[Rows from a dataset]

-- Begin --

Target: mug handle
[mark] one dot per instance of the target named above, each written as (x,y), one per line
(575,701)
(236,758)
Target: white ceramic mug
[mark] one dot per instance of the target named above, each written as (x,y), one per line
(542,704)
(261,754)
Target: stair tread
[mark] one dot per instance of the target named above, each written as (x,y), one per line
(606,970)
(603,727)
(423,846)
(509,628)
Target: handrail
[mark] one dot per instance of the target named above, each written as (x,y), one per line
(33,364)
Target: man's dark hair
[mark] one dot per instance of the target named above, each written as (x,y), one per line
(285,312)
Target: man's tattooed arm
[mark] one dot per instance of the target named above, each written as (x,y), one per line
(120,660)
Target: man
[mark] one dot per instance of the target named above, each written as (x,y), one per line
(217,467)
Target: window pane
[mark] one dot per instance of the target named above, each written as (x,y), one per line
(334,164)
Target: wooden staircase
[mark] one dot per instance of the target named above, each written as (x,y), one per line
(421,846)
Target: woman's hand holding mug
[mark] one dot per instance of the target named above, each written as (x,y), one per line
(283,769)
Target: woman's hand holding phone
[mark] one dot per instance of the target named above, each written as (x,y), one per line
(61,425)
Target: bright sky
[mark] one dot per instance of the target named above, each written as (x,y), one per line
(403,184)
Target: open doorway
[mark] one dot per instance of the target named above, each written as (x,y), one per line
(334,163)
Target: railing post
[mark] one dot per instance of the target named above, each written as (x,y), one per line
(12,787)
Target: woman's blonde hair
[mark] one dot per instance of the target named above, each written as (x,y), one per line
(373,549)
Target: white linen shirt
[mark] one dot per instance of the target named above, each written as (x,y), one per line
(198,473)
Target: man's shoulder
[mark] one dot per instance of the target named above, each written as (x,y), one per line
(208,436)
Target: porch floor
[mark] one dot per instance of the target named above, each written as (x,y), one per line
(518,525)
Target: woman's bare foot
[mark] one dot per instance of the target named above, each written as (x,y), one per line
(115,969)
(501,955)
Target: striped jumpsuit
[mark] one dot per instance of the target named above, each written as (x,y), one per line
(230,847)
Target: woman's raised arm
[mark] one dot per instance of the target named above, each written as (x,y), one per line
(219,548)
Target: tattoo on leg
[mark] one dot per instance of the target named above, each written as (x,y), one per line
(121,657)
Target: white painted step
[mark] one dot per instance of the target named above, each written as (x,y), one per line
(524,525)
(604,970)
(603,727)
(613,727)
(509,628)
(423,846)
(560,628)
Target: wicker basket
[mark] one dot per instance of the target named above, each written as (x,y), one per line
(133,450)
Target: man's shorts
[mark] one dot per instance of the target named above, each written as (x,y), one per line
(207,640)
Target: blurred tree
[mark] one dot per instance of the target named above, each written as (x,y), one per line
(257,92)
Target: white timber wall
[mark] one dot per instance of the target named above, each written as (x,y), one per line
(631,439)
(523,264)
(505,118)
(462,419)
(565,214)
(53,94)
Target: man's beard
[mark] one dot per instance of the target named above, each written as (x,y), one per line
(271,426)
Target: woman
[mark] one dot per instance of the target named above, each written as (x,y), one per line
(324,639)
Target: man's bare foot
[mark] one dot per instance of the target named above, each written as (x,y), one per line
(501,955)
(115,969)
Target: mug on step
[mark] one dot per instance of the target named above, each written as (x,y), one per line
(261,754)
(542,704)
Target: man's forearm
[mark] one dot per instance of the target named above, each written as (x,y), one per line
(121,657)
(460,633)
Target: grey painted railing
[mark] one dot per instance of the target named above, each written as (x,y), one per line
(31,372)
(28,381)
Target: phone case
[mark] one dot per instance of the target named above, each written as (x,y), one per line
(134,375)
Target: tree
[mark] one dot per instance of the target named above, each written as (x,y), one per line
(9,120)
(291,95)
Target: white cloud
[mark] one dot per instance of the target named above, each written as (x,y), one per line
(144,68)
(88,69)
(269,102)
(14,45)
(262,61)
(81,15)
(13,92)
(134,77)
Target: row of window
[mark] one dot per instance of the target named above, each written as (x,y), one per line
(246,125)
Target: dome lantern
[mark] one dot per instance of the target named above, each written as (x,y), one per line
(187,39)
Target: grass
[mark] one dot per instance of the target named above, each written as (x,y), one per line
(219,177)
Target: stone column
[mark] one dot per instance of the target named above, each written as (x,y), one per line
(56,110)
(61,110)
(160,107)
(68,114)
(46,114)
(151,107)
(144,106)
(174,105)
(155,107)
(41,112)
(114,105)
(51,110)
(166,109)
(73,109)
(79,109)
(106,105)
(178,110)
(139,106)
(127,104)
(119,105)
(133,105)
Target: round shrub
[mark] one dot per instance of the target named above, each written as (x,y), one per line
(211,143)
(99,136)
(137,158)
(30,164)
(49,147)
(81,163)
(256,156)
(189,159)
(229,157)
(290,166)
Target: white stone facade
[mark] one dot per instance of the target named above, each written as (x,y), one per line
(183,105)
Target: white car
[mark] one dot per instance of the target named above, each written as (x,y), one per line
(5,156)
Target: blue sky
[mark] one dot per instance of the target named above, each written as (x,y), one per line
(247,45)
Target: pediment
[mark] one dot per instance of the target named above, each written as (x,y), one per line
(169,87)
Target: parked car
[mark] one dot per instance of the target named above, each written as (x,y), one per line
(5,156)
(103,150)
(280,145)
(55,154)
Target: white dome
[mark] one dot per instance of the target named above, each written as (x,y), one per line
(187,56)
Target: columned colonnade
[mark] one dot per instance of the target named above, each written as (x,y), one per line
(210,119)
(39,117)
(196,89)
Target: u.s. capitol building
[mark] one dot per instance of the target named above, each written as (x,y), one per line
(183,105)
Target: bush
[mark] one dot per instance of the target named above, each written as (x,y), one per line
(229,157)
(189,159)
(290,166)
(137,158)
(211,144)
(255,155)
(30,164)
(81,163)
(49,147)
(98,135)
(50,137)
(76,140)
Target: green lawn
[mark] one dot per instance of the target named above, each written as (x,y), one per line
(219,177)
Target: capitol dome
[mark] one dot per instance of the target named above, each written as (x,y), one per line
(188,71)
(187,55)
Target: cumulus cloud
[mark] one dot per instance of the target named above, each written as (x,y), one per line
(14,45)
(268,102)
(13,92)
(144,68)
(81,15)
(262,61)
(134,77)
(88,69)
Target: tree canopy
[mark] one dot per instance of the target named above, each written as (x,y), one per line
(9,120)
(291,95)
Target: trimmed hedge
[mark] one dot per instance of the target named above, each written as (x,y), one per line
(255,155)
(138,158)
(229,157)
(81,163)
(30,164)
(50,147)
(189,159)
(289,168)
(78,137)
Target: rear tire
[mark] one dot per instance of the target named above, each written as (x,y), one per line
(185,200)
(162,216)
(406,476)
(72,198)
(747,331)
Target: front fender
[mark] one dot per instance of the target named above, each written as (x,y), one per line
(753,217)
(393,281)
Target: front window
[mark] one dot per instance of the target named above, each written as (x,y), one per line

-- End --

● **SET PROBLEM**
Reproduce the material above, every line of it, exactly.

● **SOLUTION TO THIS TASK**
Target: mug handle
[mark] one dot per instance of the target named above, each written as (x,y), one per line
(575,701)
(236,758)
Target: white ceramic mug
[mark] one dot per instance of the target named above, each written as (x,y), one per line
(542,704)
(261,754)
Target: stair tread
[mark] one dot per instance of the target named above, each written as (x,y), one per line
(606,970)
(603,727)
(423,846)
(509,628)
Target: handrail
[mark] one dot per instance of the target named above, each written as (x,y), one per line
(33,364)
Target: man's dark hair
[mark] one dot per instance of the target named above, each written as (x,y), one per line
(285,312)
Target: man's tattooed arm
[mark] one dot per instance of the target named above, each written as (x,y), one per line
(120,660)
Target: man
[mark] one dot per instance of the target named above, each written as (x,y), one per line
(217,467)
Target: window pane
[mark] one dot per instance of the target named above, each written as (x,y), one per line
(334,164)
Target: wooden staircase
[mark] one dot per instance of the target named above, each written as (x,y), one per line
(421,846)
Target: woman's hand holding mug
[mark] one dot per instance of the target named above, each written as (x,y), one per line
(283,769)
Target: woman's hand holding phone
[mark] one dot per instance of the target named above, each written as (x,y), one per line
(61,425)
Target: bright sky
[mark] one dot per instance of the target named above, each written as (x,y), one per line
(403,184)
Target: open doorway
[mark] one dot per instance of the target named above, each written as (x,y), one per line
(334,163)
Target: railing post
[mark] one dot per instance of the target named above, each written as (x,y), one per line
(12,787)
Target: woman's blonde hair
[mark] one dot per instance of the target named above, each written as (x,y), one per line
(373,549)
Target: white linen shirt
[mark] one dot per instance of the target named above, each written as (x,y), one per line
(198,473)
Target: man's shoulder
[mark] one dot per instance of the target named above, each written as (x,y), one per line
(208,436)
Target: porch floor
[mark] one dot per instance of the target named above, each written as (x,y), one per line
(518,525)
Target: woman's bare foot
[mark] one dot per instance of the target named above, each written as (x,y), one per line
(115,969)
(501,955)
Target: striped jumpsuit
[mark] one dot per instance of the target named above, each written as (x,y), one per line
(230,847)
Target: woman's raised arm
[mark] one dot per instance of the target named above, each written as (x,y), one per line
(219,548)
Target: tattoo on leg
[mark] one dot per instance of the target named above, each written as (x,y), one per line
(121,657)
Target: white painted step
[mark] one dot per instance of the target named above, each written as (x,y), one per line
(524,525)
(604,970)
(603,727)
(613,727)
(509,628)
(423,846)
(560,628)
Target: wicker basket
[mark] one dot per instance of the target named above, each written as (x,y), one per line
(133,450)
Target: man's shorts
[mark] one dot per instance of the target named above, each written as (x,y), one per line
(207,640)
Target: blurred tree
[mark] one dot per instance of the target named above, each written as (x,y), one per line
(257,92)
Target: white timber wall
[mark] one dot per instance of the target named above, each written as (x,y), one per line
(631,439)
(523,264)
(505,118)
(462,419)
(565,214)
(53,94)
Target: man's beard
[mark] one dot per instance of the target named above, each written as (x,y), one per line
(271,426)
Target: woman
[mark] one dot per instance of the target named above, each written as (x,y), one per line
(324,639)
Target: man's bare foot
[mark] one dot per instance of the target named above, each written as (x,y), one per line
(501,955)
(115,969)
Target: mug on step
[mark] one dot per instance of the target named above, each written as (x,y), one per line
(261,754)
(542,704)
Target: man's forearm
[mark] one dot per instance of the target named above, each written as (x,y), one per line
(121,657)
(460,633)
Target: grey painted railing
[mark] one dot per instance of the target named above, each written as (x,y), one per line
(31,372)
(28,381)
Target: phone case
[mark] one dot per instance of the target named above, each written as (x,y), one per line
(134,375)
Target: tree
[mark] one dot per instance of the target named above, each written as (x,y), one per line
(9,120)
(291,95)
Target: white cloud
[mark] one dot per instance of the target named above, each written as (x,y), one per line
(144,68)
(88,69)
(269,102)
(14,45)
(262,61)
(81,15)
(13,92)
(134,77)
Target: row of window
[mark] one dot per instance of the target named above, each written as (x,y), one per line
(246,125)
Target: dome lantern
[mark] one dot per instance of the target named above, each written as (x,y), one per line
(187,39)
Target: grass
[mark] one dot per instance of the target named above, each written as (x,y), one per line
(219,177)
Target: stone column
[mark] one dot per instance of the target named above, each written as (x,y), one per line
(56,110)
(61,110)
(160,107)
(68,114)
(46,114)
(151,107)
(144,106)
(174,105)
(155,107)
(41,112)
(114,105)
(51,110)
(166,109)
(73,109)
(79,109)
(106,105)
(178,110)
(139,106)
(127,104)
(119,105)
(133,105)
Target: round shrub
[mark] one dot per instance of the target named above, each written as (x,y), one per line
(211,143)
(99,136)
(137,158)
(30,164)
(49,147)
(81,163)
(256,156)
(189,159)
(229,157)
(290,166)
Target: white stone facade
[mark] one dot per instance of the target named above, each written as (x,y), one per line
(183,105)
Target: white car
[mark] one dot per instance of the target named above, each written as (x,y), one per line
(5,156)
Target: blue sky
[mark] one dot per instance of the target named above, each written as (x,y), one per line
(247,45)
Target: pediment
[mark] one dot per instance of the target named above, each written as (x,y), one per line
(169,87)
Target: parked car
[mark] one dot per instance of the target named above, each written as (x,y), one per line
(5,156)
(103,150)
(280,145)
(55,154)
Target: white dome
[mark] one dot per instance of the target named above, each written as (x,y), one per line
(187,56)
Target: columned colonnade
[mark] one dot per instance of the target named above, each written as (x,y), one per line
(210,119)
(39,117)
(196,89)
Target: u.s. capitol building
[mark] one dot per instance of the target named above, each written as (x,y), one per line
(183,105)
Target: bush
[mark] one dot per instance of the target named above, each written as (x,y), one per line
(229,157)
(189,159)
(290,166)
(137,158)
(211,144)
(255,155)
(30,164)
(81,163)
(49,147)
(98,135)
(50,137)
(76,140)
Target: green lawn
[mark] one dot per instance of the target named above, each written as (x,y), one per line
(219,177)
Target: capitol dome
[mark] one dot per instance of the target named above, each written as (x,y), one per line
(188,71)
(187,55)
Target: cumulus cloud
[mark] one dot per instance of the target named above, each written as (x,y), one per line
(14,45)
(268,102)
(13,92)
(144,68)
(81,15)
(262,61)
(134,77)
(88,69)
Target: tree canopy
[mark] one dot per instance of the target named above, each written as (x,y), one per line
(9,120)
(291,95)
Target: trimmed hedge
[mark] one dot per instance of the target named above, each written as (x,y), one per line
(255,155)
(138,158)
(229,157)
(81,163)
(30,164)
(50,147)
(189,159)
(289,168)
(78,137)
Target: rear tire
[mark] one dot per instance of the target named above, each written as (x,y), one per line
(185,200)
(162,216)
(406,476)
(72,198)
(747,331)
Target: front fender
[mark] one dot per instance of the target named above, each written as (x,y), one per line
(753,217)
(393,281)
Target: front window
[mark] one dot per instance of the target named above, each written as (x,y), one per line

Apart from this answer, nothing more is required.